### Instruções do exercício
1. Duplique, do trecho sobre a série Santo Maldito, tudo o que vai de "Com um texto" até "com muita fundamentação.".
2. Segundo o trecho sobre a série Santo Maldito, em prol de quais coisas um líder religioso corrupto corrompe a sua crença? Liste todas.

Escrito por: Pedro Rubens
Ainda que uma série tenha enredo e alegorias fictícias, o público sempre há de encontrar algum aspecto real nas entrelinhas. Afinal, a ficção só existe porque a realidade dita todas as coisas e conduz a narrativa da vida, das nossas experiências e, consequentemente, daquilo que produzimos.
Santo Maldito, nova série nacional do Star+, conta a história de Reinaldo, um professor universitário e crítico ferrenho das religiões. Diante de um grande dilema que lhe coloca diante de um precipício, sua vida vira de cabeça pra baixo ao enfrentar problemas financeiros, mas tudo piora quando aceita a proposta de um pastor cadeirante da periferia para realizar cultos.
Com um texto milimetricamente e brilhantemente bem elaborado, a produção coloca o público diante de uma história que não se destoa da realidade. Você não precisa ir muito longe para ouvir história de algum líder religioso corrupto, que corrompe a sua crença em prol de dinheiro, fama e crescimento próprio. Aqui, não há espaços para duplicidade de compreensão: Santo Maldito tem uma mensagem para passar e a faz com muita fundamentação.
Ainda que fique explícito que a premissa da série, e todo o seu foco narrativo, estejam enviesados em apenas um lado da moeda, a produção não titubeia ao escancarar um dilema social e de caráter, que vai muito além dos representantes religiosos já conhecidos da realidade brasileira e mundial. Pelo contrário, esse talvez seja o principal pilar que sustenta os primeiros episódios e conduzirá o restante da temporada.
Em paralelo ao texto excepcional, Santo Maldito entrega takes caleidoscópicos, onde o mesmo plano é apresentado sob óticas diferentes e, atrelado ao que está sendo dito, a série ganha ainda mais vigor. Tudo isso muito bem servido com uma película opaca, onde as cores perdem vida e corroboram com a ideia obscura da produção.

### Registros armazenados
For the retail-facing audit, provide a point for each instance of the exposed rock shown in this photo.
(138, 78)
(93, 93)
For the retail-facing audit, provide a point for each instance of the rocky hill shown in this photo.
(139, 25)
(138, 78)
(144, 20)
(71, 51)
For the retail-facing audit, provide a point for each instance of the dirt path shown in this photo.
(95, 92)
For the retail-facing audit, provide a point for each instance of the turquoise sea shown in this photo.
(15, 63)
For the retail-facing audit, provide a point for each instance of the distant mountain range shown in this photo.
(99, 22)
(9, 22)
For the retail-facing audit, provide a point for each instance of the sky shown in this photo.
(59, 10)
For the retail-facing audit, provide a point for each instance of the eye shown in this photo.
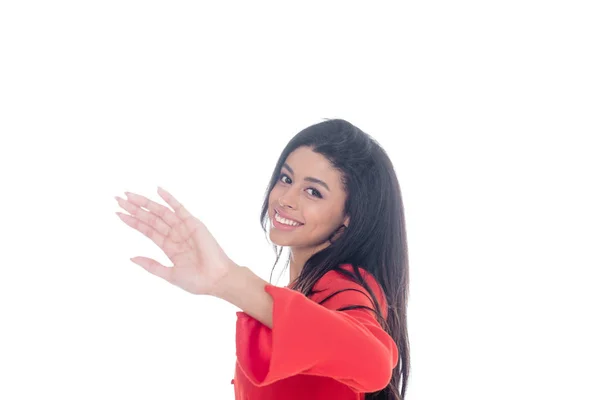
(283, 175)
(315, 191)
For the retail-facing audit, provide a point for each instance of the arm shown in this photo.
(246, 290)
(282, 333)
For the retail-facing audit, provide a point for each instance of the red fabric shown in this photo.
(312, 351)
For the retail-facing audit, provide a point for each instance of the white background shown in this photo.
(489, 111)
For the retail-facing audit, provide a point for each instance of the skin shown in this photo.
(200, 266)
(319, 208)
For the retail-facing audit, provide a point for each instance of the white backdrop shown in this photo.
(489, 111)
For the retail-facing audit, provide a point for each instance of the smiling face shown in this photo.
(309, 191)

### Respostas do exercício
1.
Com um texto milimetricamente e brilhantemente bem elaborado, a produção coloca o público diante de uma história que não se destoa da realidade. Você não precisa ir muito longe para ouvir história de algum líder religioso corrupto, que corrompe a sua crença em prol de dinheiro, fama e crescimento próprio. Aqui, não há espaços para duplicidade de compreensão: Santo Maldito tem uma mensagem para passar e a faz com muita fundamentação.

2.
- dinheiro
- fama
- crescimento próprio